- Instructions to follow -
Echo the lines below word for word, everything from the line containing "rock wall, which" down to the last line, with both of those lines included and nothing else.

==== Supplied records ====

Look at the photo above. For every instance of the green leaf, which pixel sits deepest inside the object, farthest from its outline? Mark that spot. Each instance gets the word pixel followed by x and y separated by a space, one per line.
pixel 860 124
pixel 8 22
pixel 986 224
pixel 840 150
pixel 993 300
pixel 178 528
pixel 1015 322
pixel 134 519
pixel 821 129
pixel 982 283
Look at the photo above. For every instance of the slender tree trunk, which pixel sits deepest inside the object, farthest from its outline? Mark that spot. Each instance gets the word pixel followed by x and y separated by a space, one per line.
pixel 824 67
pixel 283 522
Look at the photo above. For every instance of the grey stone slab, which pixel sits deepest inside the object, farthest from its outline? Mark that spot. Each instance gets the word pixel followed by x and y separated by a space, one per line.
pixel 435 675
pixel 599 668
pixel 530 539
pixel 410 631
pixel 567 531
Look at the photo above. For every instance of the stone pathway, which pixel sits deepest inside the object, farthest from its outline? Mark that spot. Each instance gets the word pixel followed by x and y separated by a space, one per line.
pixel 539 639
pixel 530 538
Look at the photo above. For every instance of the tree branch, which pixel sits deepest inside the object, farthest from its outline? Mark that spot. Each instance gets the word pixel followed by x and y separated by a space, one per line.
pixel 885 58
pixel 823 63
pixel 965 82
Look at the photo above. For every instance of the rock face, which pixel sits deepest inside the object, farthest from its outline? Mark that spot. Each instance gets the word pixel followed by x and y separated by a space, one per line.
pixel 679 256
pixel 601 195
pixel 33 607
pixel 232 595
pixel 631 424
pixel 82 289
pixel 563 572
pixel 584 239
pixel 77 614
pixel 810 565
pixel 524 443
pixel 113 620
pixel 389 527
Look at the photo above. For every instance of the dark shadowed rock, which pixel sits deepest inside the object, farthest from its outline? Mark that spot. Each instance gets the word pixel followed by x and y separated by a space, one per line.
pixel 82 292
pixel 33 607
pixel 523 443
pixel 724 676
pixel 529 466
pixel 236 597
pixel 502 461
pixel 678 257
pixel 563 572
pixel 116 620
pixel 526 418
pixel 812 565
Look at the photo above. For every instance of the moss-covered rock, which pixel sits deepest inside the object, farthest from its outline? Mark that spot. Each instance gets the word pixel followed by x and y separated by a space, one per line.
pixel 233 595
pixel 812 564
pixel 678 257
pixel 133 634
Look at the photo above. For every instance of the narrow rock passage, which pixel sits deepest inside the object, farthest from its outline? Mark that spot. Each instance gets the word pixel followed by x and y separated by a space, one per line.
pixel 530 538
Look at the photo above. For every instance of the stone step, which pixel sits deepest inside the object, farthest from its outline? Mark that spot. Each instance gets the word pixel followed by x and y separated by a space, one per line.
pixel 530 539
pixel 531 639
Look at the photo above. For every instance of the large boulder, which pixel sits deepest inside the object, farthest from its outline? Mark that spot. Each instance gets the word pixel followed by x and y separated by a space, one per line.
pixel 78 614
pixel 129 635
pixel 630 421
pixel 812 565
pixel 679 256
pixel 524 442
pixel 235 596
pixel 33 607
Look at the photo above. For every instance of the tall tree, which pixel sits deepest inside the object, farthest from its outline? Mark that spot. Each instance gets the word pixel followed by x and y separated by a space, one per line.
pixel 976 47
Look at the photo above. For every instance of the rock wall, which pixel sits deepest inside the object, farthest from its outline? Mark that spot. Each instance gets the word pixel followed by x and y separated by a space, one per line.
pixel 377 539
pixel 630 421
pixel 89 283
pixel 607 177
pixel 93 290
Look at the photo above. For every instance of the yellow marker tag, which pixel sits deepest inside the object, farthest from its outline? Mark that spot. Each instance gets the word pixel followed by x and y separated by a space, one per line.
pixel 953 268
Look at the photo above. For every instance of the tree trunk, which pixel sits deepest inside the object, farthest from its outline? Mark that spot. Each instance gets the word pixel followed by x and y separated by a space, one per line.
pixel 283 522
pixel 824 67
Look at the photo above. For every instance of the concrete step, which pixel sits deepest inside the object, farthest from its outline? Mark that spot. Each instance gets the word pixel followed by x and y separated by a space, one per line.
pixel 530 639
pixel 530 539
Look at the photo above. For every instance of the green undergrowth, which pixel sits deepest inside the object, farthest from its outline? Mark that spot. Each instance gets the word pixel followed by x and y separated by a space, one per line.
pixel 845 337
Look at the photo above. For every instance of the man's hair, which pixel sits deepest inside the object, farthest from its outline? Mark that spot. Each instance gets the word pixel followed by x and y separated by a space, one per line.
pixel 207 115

====

- Exercise result -
Look at the photo above. For every instance of the rock wall, which pixel sits deepest inside the object, farthest from its outline? Mark that spot. Each instance gets the word pixel followed by x and y separated by a space, one per line.
pixel 377 539
pixel 630 421
pixel 89 283
pixel 607 177
pixel 93 290
Look at the photo above. For every instance of the yellow marker tag, which pixel sits deepest inside the object, farthest from its outline? Mark that spot. Each instance gets the word pixel followed by x and y separated by a space, one per line.
pixel 953 268
Look at the photo above. For every instance of the tree trunk, which pixel sits deepest inside the object, farthest from its outline? Mark that spot. Each instance gets the word pixel followed by x and y separated by a space, one per line.
pixel 283 522
pixel 824 67
Look at the photo above. For every instance of the concrete step, which pixel sits deepest inside the object, farthest from its outline? Mark that spot. Each instance gets the word pixel followed by x and y separated by a space, one per line.
pixel 530 639
pixel 530 539
Look at the photo above. For every instance of the green undergrowth, which pixel sits deepest inside the object, farthest from its outline? Mark that spot. Each instance gets the word pixel followed by x and y separated by a space, one per line.
pixel 845 337
Look at the photo above. For every instance of the man's hair, which pixel sits deepest inside the object, farthest from its outline? Mark that spot. Each instance gets the word pixel followed by x and y separated by a space, one per line.
pixel 207 115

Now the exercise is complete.